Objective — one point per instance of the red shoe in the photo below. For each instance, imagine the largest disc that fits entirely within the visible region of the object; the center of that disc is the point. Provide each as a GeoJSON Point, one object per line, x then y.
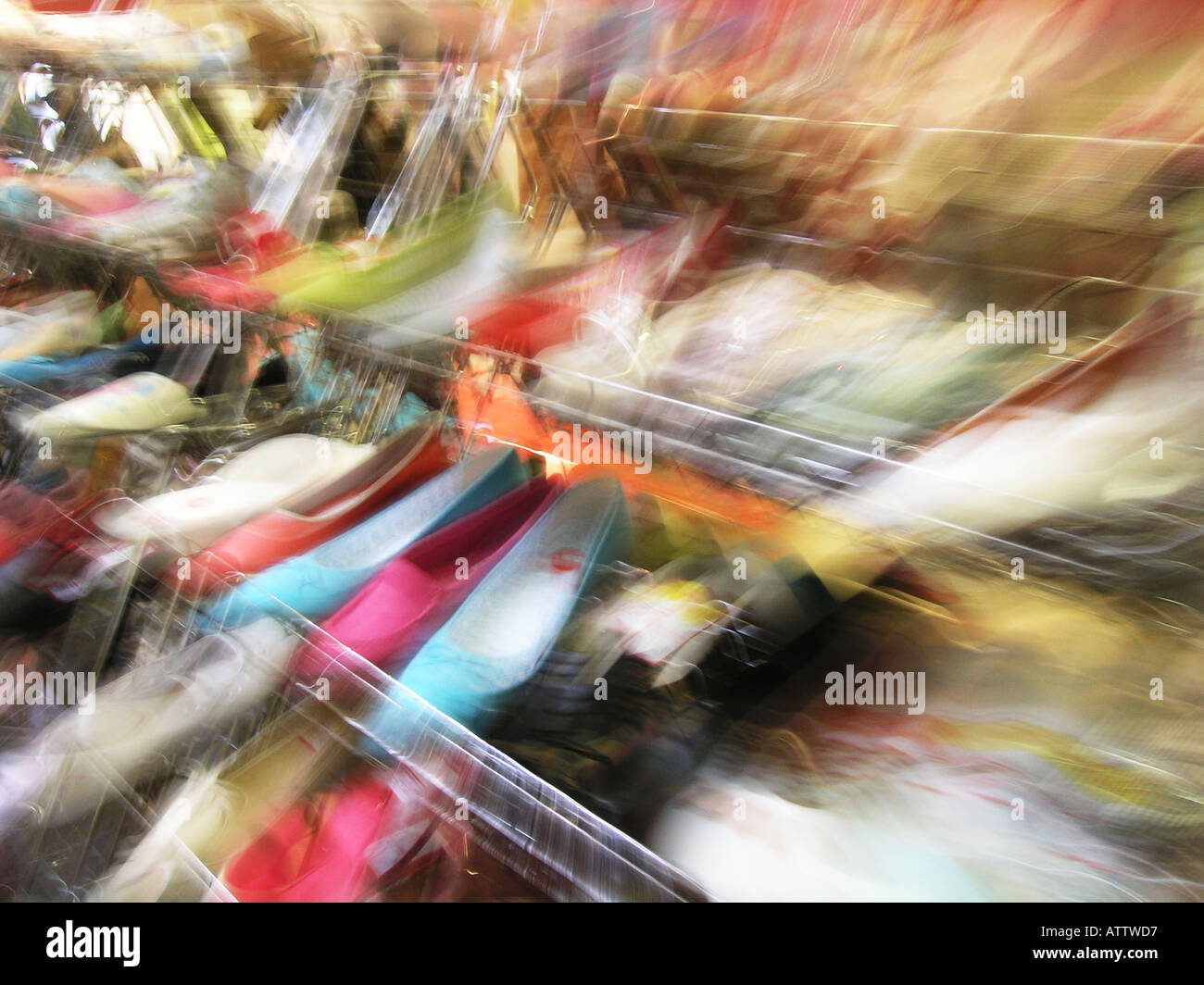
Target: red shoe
{"type": "Point", "coordinates": [395, 613]}
{"type": "Point", "coordinates": [251, 247]}
{"type": "Point", "coordinates": [318, 852]}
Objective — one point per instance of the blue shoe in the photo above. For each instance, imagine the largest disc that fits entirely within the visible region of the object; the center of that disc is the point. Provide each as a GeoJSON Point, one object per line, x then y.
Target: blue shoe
{"type": "Point", "coordinates": [109, 363]}
{"type": "Point", "coordinates": [317, 583]}
{"type": "Point", "coordinates": [504, 631]}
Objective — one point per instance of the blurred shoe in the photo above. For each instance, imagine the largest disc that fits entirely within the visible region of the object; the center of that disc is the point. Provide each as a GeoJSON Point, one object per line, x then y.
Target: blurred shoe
{"type": "Point", "coordinates": [137, 403]}
{"type": "Point", "coordinates": [141, 721]}
{"type": "Point", "coordinates": [318, 850]}
{"type": "Point", "coordinates": [397, 611]}
{"type": "Point", "coordinates": [505, 630]}
{"type": "Point", "coordinates": [317, 583]}
{"type": "Point", "coordinates": [398, 465]}
{"type": "Point", "coordinates": [269, 475]}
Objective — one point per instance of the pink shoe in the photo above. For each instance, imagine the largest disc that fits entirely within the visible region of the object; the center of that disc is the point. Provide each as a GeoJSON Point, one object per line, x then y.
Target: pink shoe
{"type": "Point", "coordinates": [394, 615]}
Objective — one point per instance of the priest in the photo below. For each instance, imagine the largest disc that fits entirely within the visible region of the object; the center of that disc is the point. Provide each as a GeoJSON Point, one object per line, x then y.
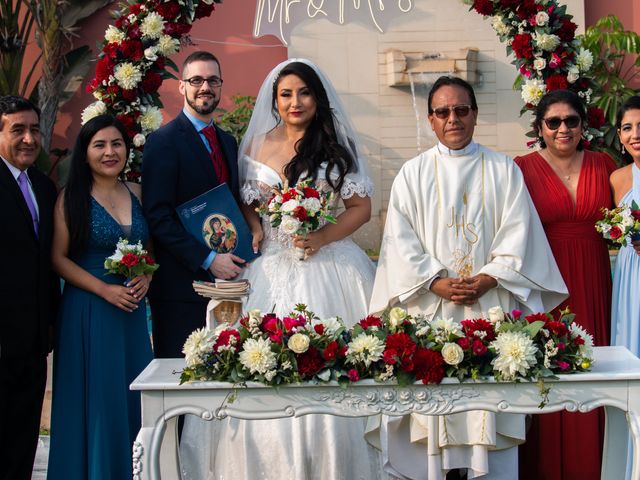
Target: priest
{"type": "Point", "coordinates": [461, 236]}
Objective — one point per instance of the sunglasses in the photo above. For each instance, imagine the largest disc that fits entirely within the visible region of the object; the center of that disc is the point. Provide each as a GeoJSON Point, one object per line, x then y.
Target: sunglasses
{"type": "Point", "coordinates": [553, 123]}
{"type": "Point", "coordinates": [444, 112]}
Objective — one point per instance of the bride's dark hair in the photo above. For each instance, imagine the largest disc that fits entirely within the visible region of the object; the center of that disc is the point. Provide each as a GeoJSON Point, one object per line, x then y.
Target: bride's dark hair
{"type": "Point", "coordinates": [319, 143]}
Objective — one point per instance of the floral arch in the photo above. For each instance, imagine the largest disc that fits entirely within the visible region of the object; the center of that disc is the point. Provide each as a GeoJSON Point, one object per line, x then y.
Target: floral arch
{"type": "Point", "coordinates": [135, 59]}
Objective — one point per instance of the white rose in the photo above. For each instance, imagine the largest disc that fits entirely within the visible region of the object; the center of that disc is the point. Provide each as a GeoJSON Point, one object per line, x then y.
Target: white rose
{"type": "Point", "coordinates": [452, 353]}
{"type": "Point", "coordinates": [542, 18]}
{"type": "Point", "coordinates": [290, 225]}
{"type": "Point", "coordinates": [139, 140]}
{"type": "Point", "coordinates": [298, 342]}
{"type": "Point", "coordinates": [290, 205]}
{"type": "Point", "coordinates": [396, 316]}
{"type": "Point", "coordinates": [496, 314]}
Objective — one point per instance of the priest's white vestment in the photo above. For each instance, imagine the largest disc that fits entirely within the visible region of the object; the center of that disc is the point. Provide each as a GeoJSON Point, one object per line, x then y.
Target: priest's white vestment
{"type": "Point", "coordinates": [458, 214]}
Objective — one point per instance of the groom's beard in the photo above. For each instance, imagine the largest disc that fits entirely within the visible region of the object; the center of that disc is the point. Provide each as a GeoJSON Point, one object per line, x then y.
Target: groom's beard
{"type": "Point", "coordinates": [203, 105]}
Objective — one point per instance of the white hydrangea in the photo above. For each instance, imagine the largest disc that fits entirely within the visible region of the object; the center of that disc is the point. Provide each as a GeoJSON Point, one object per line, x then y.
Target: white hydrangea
{"type": "Point", "coordinates": [199, 343]}
{"type": "Point", "coordinates": [546, 41]}
{"type": "Point", "coordinates": [93, 110]}
{"type": "Point", "coordinates": [516, 354]}
{"type": "Point", "coordinates": [168, 45]}
{"type": "Point", "coordinates": [114, 35]}
{"type": "Point", "coordinates": [127, 75]}
{"type": "Point", "coordinates": [151, 118]}
{"type": "Point", "coordinates": [533, 90]}
{"type": "Point", "coordinates": [256, 356]}
{"type": "Point", "coordinates": [152, 26]}
{"type": "Point", "coordinates": [584, 59]}
{"type": "Point", "coordinates": [365, 349]}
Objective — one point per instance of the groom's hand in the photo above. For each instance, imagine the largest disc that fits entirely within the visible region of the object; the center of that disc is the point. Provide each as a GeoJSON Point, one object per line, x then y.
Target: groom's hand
{"type": "Point", "coordinates": [225, 266]}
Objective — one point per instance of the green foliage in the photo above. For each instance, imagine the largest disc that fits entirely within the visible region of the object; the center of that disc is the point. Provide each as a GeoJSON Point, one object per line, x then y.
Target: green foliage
{"type": "Point", "coordinates": [616, 59]}
{"type": "Point", "coordinates": [236, 121]}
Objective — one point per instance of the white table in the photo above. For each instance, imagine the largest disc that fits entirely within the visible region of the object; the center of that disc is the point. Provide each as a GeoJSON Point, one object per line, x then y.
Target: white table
{"type": "Point", "coordinates": [614, 383]}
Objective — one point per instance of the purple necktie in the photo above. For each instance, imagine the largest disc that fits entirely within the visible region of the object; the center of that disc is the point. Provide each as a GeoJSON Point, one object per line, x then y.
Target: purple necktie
{"type": "Point", "coordinates": [23, 181]}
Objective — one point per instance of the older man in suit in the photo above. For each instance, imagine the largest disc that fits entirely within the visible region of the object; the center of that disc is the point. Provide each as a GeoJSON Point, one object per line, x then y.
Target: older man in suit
{"type": "Point", "coordinates": [29, 291]}
{"type": "Point", "coordinates": [185, 158]}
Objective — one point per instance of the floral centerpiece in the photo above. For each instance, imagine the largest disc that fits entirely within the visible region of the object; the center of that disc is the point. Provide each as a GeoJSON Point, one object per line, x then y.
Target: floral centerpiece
{"type": "Point", "coordinates": [298, 210]}
{"type": "Point", "coordinates": [130, 260]}
{"type": "Point", "coordinates": [394, 347]}
{"type": "Point", "coordinates": [620, 224]}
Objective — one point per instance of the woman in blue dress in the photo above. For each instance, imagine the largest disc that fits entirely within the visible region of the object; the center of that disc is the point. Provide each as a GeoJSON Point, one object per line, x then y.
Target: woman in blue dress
{"type": "Point", "coordinates": [101, 339]}
{"type": "Point", "coordinates": [625, 182]}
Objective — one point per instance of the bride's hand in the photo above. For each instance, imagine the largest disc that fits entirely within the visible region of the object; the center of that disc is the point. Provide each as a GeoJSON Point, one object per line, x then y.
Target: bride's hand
{"type": "Point", "coordinates": [258, 236]}
{"type": "Point", "coordinates": [311, 243]}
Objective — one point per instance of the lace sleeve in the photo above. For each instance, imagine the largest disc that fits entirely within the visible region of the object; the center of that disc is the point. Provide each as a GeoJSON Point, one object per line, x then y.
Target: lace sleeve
{"type": "Point", "coordinates": [363, 188]}
{"type": "Point", "coordinates": [249, 192]}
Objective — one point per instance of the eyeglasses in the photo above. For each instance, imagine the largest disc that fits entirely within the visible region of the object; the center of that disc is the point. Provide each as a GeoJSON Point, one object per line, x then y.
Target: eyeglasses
{"type": "Point", "coordinates": [553, 123]}
{"type": "Point", "coordinates": [444, 112]}
{"type": "Point", "coordinates": [198, 81]}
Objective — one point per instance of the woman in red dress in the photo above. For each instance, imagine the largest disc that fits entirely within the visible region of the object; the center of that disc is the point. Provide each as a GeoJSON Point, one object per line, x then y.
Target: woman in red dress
{"type": "Point", "coordinates": [569, 186]}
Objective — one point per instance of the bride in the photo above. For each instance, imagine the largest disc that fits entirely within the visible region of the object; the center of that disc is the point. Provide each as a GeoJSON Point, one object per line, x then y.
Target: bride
{"type": "Point", "coordinates": [299, 129]}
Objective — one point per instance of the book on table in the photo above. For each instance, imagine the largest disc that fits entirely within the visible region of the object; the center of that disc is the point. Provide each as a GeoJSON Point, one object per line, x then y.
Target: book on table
{"type": "Point", "coordinates": [214, 218]}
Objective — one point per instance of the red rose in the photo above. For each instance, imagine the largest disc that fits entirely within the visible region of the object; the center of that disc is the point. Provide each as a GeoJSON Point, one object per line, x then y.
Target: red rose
{"type": "Point", "coordinates": [556, 82]}
{"type": "Point", "coordinates": [521, 45]}
{"type": "Point", "coordinates": [483, 7]}
{"type": "Point", "coordinates": [595, 117]}
{"type": "Point", "coordinates": [331, 352]}
{"type": "Point", "coordinates": [428, 366]}
{"type": "Point", "coordinates": [567, 30]}
{"type": "Point", "coordinates": [370, 321]}
{"type": "Point", "coordinates": [169, 10]}
{"type": "Point", "coordinates": [132, 49]}
{"type": "Point", "coordinates": [130, 260]}
{"type": "Point", "coordinates": [615, 232]}
{"type": "Point", "coordinates": [224, 337]}
{"type": "Point", "coordinates": [300, 213]}
{"type": "Point", "coordinates": [310, 192]}
{"type": "Point", "coordinates": [151, 82]}
{"type": "Point", "coordinates": [104, 69]}
{"type": "Point", "coordinates": [534, 317]}
{"type": "Point", "coordinates": [309, 362]}
{"type": "Point", "coordinates": [204, 10]}
{"type": "Point", "coordinates": [479, 348]}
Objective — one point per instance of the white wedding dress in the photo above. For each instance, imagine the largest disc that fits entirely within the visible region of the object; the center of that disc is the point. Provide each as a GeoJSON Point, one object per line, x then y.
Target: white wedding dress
{"type": "Point", "coordinates": [336, 281]}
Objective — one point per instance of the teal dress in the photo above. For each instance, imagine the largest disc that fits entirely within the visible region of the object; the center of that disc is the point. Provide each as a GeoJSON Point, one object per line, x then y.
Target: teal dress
{"type": "Point", "coordinates": [99, 350]}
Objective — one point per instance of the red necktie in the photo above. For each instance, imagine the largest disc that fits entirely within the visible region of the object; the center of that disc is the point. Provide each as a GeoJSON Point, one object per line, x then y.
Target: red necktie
{"type": "Point", "coordinates": [216, 154]}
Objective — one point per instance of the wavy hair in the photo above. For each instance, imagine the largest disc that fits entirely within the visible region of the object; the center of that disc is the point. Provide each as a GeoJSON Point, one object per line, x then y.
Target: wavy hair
{"type": "Point", "coordinates": [77, 192]}
{"type": "Point", "coordinates": [319, 143]}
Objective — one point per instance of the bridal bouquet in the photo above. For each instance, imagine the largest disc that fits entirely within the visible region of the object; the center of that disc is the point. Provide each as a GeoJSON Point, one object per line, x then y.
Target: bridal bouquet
{"type": "Point", "coordinates": [298, 210]}
{"type": "Point", "coordinates": [130, 260]}
{"type": "Point", "coordinates": [620, 223]}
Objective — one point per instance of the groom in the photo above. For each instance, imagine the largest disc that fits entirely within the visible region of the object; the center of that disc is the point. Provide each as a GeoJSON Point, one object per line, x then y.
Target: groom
{"type": "Point", "coordinates": [185, 158]}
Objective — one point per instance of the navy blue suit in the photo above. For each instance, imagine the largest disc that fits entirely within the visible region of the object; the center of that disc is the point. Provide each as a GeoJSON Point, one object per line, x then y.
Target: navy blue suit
{"type": "Point", "coordinates": [176, 168]}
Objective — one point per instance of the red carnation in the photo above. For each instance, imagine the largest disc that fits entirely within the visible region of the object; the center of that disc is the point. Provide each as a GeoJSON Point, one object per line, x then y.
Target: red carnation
{"type": "Point", "coordinates": [130, 260]}
{"type": "Point", "coordinates": [595, 117]}
{"type": "Point", "coordinates": [521, 45]}
{"type": "Point", "coordinates": [556, 82]}
{"type": "Point", "coordinates": [309, 362]}
{"type": "Point", "coordinates": [310, 192]}
{"type": "Point", "coordinates": [151, 82]}
{"type": "Point", "coordinates": [169, 10]}
{"type": "Point", "coordinates": [104, 69]}
{"type": "Point", "coordinates": [370, 321]}
{"type": "Point", "coordinates": [483, 7]}
{"type": "Point", "coordinates": [428, 366]}
{"type": "Point", "coordinates": [223, 339]}
{"type": "Point", "coordinates": [300, 213]}
{"type": "Point", "coordinates": [615, 232]}
{"type": "Point", "coordinates": [204, 10]}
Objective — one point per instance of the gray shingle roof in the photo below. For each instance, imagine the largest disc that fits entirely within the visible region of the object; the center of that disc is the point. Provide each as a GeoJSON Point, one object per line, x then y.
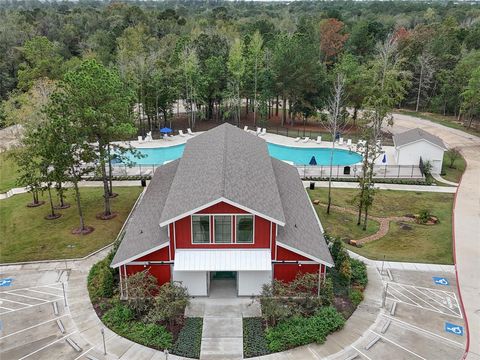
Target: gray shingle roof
{"type": "Point", "coordinates": [225, 162]}
{"type": "Point", "coordinates": [413, 135]}
{"type": "Point", "coordinates": [302, 228]}
{"type": "Point", "coordinates": [142, 232]}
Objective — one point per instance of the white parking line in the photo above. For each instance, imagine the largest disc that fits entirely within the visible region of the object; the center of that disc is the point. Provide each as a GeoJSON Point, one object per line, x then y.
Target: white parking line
{"type": "Point", "coordinates": [44, 347]}
{"type": "Point", "coordinates": [407, 325]}
{"type": "Point", "coordinates": [398, 345]}
{"type": "Point", "coordinates": [32, 327]}
{"type": "Point", "coordinates": [361, 353]}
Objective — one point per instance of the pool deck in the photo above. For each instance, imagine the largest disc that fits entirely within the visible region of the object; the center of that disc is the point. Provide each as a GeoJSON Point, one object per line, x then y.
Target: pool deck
{"type": "Point", "coordinates": [270, 138]}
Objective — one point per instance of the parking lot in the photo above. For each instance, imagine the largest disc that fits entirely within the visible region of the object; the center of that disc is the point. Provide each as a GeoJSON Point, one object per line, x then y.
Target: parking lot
{"type": "Point", "coordinates": [422, 319]}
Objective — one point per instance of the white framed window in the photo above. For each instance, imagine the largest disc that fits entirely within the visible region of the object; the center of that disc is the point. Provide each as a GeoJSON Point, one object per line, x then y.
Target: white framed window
{"type": "Point", "coordinates": [200, 229]}
{"type": "Point", "coordinates": [223, 229]}
{"type": "Point", "coordinates": [244, 226]}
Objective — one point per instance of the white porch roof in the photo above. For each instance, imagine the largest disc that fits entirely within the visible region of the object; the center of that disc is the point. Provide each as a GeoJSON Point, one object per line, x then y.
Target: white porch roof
{"type": "Point", "coordinates": [222, 260]}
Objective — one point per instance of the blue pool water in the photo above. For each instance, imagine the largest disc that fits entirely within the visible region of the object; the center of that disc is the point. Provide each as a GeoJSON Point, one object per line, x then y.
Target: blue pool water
{"type": "Point", "coordinates": [297, 155]}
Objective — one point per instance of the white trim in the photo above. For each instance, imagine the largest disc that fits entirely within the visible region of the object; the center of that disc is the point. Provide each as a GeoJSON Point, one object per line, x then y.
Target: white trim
{"type": "Point", "coordinates": [219, 200]}
{"type": "Point", "coordinates": [304, 254]}
{"type": "Point", "coordinates": [415, 141]}
{"type": "Point", "coordinates": [313, 209]}
{"type": "Point", "coordinates": [130, 259]}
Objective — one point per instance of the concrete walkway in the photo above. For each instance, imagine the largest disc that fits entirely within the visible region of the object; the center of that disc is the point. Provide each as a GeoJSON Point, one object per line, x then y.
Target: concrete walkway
{"type": "Point", "coordinates": [466, 221]}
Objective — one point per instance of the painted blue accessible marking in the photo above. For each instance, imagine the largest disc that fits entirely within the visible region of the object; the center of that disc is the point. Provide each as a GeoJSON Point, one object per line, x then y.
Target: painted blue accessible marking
{"type": "Point", "coordinates": [440, 281]}
{"type": "Point", "coordinates": [454, 329]}
{"type": "Point", "coordinates": [6, 282]}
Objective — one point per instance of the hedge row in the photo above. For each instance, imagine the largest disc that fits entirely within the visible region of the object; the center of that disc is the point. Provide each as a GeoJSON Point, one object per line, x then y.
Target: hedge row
{"type": "Point", "coordinates": [189, 340]}
{"type": "Point", "coordinates": [254, 341]}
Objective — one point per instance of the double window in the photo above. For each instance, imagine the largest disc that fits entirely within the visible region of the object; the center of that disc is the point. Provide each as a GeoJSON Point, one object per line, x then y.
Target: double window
{"type": "Point", "coordinates": [222, 229]}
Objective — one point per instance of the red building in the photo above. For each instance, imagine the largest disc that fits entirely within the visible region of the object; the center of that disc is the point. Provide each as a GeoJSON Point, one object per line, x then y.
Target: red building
{"type": "Point", "coordinates": [226, 208]}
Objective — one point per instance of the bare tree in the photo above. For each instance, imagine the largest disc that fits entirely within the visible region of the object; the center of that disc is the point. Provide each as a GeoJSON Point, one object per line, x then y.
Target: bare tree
{"type": "Point", "coordinates": [336, 123]}
{"type": "Point", "coordinates": [425, 68]}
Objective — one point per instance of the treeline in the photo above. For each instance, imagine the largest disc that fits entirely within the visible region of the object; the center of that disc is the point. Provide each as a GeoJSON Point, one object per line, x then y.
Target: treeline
{"type": "Point", "coordinates": [220, 57]}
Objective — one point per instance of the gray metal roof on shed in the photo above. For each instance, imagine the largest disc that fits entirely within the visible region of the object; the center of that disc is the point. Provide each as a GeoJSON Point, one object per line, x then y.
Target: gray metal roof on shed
{"type": "Point", "coordinates": [225, 163]}
{"type": "Point", "coordinates": [302, 229]}
{"type": "Point", "coordinates": [142, 232]}
{"type": "Point", "coordinates": [414, 135]}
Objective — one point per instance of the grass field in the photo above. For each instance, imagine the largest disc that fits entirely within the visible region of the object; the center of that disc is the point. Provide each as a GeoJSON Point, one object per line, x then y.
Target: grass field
{"type": "Point", "coordinates": [449, 121]}
{"type": "Point", "coordinates": [421, 243]}
{"type": "Point", "coordinates": [27, 236]}
{"type": "Point", "coordinates": [8, 172]}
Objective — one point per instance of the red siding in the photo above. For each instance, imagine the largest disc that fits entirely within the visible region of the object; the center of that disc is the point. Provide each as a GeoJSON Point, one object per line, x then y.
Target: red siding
{"type": "Point", "coordinates": [159, 255]}
{"type": "Point", "coordinates": [284, 254]}
{"type": "Point", "coordinates": [288, 272]}
{"type": "Point", "coordinates": [161, 272]}
{"type": "Point", "coordinates": [222, 208]}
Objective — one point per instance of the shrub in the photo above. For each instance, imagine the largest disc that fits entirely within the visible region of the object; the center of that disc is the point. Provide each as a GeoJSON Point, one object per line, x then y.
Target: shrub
{"type": "Point", "coordinates": [356, 297]}
{"type": "Point", "coordinates": [169, 305]}
{"type": "Point", "coordinates": [189, 339]}
{"type": "Point", "coordinates": [101, 280]}
{"type": "Point", "coordinates": [254, 341]}
{"type": "Point", "coordinates": [359, 273]}
{"type": "Point", "coordinates": [301, 331]}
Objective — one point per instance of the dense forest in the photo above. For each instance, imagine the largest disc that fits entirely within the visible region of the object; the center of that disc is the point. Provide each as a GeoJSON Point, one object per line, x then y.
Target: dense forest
{"type": "Point", "coordinates": [222, 58]}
------------
▶ JOB
In the listing above, arrange the lines from the line containing "Objective — one point per instance of the white trim" up to and including the line containing "Target: white trim" as a JSON list of strings, with one string per line and blank lines omitted.

▶ RESULT FOR THIS TASK
[
  "Objective — one point per instance of the white trim in the photo above. For each instance, imagine the largest disc that fits entirely within the visible region of the object; the center of that disc is the point. Provide each as a GeoJSON Point, one object per line, x then y.",
  "Target: white trim"
]